## EXERCISE:
Could you restate exactly the lines that begin at the line with "# tag every instance of the white van" and end at the final line of the data?

SUPPLIED MATERIAL section start

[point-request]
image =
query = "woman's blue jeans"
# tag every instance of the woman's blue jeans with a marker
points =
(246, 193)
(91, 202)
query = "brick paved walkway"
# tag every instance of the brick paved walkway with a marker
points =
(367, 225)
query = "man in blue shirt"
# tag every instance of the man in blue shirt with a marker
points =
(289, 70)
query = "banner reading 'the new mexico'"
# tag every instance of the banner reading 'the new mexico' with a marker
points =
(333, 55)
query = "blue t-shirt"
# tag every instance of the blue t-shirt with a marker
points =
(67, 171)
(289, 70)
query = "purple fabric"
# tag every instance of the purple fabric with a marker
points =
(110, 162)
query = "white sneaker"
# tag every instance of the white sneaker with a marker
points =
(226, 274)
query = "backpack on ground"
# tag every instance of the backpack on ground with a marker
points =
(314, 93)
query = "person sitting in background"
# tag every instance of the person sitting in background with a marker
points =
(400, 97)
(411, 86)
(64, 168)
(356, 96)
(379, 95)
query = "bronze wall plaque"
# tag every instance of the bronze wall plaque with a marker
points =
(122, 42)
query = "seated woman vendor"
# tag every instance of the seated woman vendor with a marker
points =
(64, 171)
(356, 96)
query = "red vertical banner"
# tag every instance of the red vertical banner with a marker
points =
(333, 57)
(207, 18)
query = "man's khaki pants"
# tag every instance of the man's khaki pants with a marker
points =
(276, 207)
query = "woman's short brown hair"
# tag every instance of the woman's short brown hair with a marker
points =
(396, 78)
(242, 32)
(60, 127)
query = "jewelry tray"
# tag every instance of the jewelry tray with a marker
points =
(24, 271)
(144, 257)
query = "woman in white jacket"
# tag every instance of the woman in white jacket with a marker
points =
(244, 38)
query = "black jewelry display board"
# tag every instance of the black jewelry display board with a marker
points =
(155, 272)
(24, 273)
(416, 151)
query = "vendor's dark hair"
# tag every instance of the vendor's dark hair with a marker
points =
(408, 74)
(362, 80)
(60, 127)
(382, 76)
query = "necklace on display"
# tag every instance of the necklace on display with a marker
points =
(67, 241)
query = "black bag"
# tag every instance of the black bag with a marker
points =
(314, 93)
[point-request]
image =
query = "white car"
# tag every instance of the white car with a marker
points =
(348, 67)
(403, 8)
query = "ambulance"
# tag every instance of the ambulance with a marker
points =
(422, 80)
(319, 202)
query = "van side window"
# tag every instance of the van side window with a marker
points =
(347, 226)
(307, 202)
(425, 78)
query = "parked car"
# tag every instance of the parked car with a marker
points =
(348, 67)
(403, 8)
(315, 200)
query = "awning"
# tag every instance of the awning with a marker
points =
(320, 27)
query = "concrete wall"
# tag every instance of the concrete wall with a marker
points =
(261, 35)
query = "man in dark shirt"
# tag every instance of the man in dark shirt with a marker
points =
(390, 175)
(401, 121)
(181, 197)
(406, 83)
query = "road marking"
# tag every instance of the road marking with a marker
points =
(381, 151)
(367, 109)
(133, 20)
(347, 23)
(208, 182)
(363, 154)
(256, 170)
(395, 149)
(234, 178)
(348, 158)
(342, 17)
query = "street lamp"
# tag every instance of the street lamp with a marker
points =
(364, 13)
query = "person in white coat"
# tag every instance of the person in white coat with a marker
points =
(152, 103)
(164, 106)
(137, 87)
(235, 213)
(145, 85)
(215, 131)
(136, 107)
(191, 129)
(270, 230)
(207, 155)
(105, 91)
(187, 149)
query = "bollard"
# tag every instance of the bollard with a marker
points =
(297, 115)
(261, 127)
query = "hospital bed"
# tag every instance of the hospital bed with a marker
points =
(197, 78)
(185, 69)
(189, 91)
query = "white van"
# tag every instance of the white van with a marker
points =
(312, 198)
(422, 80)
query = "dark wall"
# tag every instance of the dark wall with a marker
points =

SUPPLIED MATERIAL section end

## FINAL ANSWER:
# tag every instance of the white van with a marker
points =
(312, 198)
(422, 80)
query = "dark wall"
# tag every instance of the dark wall with a marker
points =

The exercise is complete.